Word Count Input - aerospike-community/aerospike-hadoop GitHub Wiki
In this example, we read test:words
data from Aerospike, do a word
count on the data and write the output to HDFS
in /tmp/output
.
test:words
data is organized by Primary Key = path:linenum
where in
our example path is /home/hdclient/tmp/input
. In our example, each
line is contained in bin1
. A line is read and tokenized into words
before doing the word count.
Source code:
~/aerospike-hadoop/examples/word_count_input/src/main/java/com/aerospike/hadoop/examples/wordcountinput/WordCountInput.java
Steps to run the example:
hdclient@ztg-client:~/aerospike-hadoop$ cd ~
hdclient@ztg-client:~$ cd aerospike-hadoop/
hdclient@ztg-client:~/aerospike-hadoop$ hadoop jar ./examples/word_count_input/build/libs/word_count_input.jar -D aerospike.input.namespace=test -D aerospike.input.setname=words -D aerospike.input.operation=scan /tmp/output
15/06/29 14:27:08 INFO wordcountinput.WordCountInput: run starting
. . .

■ INFORMATION SHOWN
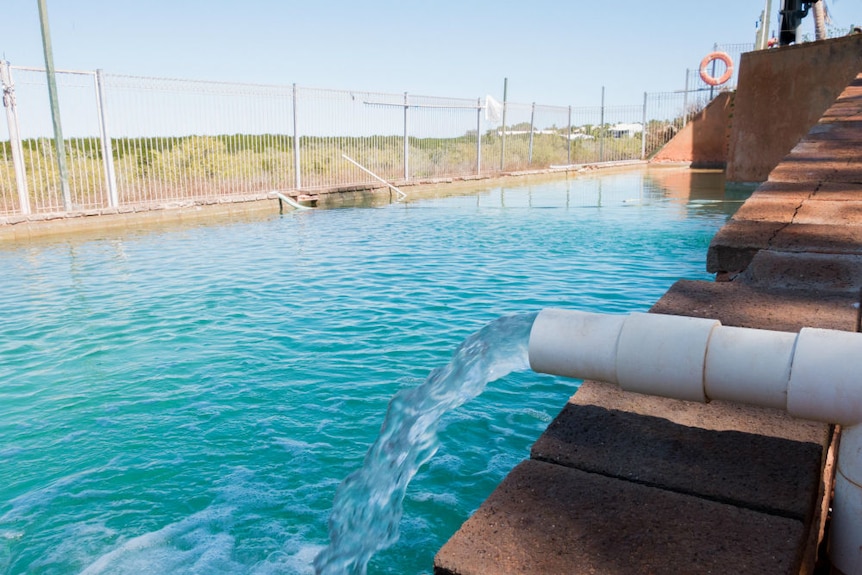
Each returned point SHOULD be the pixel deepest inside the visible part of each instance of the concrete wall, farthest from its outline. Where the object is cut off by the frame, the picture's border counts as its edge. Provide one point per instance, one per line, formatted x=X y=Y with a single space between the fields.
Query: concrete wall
x=781 y=94
x=703 y=141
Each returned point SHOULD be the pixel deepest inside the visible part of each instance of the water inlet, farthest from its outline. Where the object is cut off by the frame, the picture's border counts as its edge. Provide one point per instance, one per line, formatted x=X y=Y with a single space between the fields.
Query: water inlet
x=815 y=374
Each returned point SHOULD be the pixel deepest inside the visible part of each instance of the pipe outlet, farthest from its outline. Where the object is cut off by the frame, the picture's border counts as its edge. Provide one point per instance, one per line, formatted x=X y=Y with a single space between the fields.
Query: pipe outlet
x=812 y=375
x=816 y=374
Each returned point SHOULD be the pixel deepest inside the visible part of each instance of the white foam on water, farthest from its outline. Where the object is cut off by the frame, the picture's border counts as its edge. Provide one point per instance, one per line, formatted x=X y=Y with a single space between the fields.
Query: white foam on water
x=196 y=544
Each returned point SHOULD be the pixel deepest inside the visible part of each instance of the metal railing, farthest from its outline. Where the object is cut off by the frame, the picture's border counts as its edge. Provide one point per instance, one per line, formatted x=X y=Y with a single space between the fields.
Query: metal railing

■ CHALLENGES
1 – From the word count wiki page, write out the passage from "Word Count Input" to "the word count.".
2 – Extend the Aerospike word count wiki page past its last line.

■ ANSWERS PER TASK
1 –
Word Count Input - aerospike-community/aerospike-hadoop GitHub Wiki
In this example, we read test:words
data from Aerospike, do a word
count on the data and write the output to HDFS
in /tmp/output
.
test:words
data is organized by Primary Key = path:linenum
where in
our example path is /home/hdclient/tmp/input
. In our example, each
line is contained in bin1
. A line is read and tokenized into words
before doing the word count.

2 –
. . .
15/06/29 14:27:14 INFO wordcountinput.WordCountInput: finished
hdclient@ztg-client:~/aerospike-hadoop$ hdfs dfs -ls /tmp/output
Found 2 items
-rw-r--r-- 3 hdclient supergroup 0 2015-06-29 14:27 /tmp/output/_SUCCESS
-rw-r--r-- 3 hdclient supergroup 52510 2015-06-29 14:27 /tmp/output/part-00000
hdclient@ztg-client:~/aerospike-hadoop$ hdfs dfs -cat /tmp/output/part-00000
( 4080
. . .
. . .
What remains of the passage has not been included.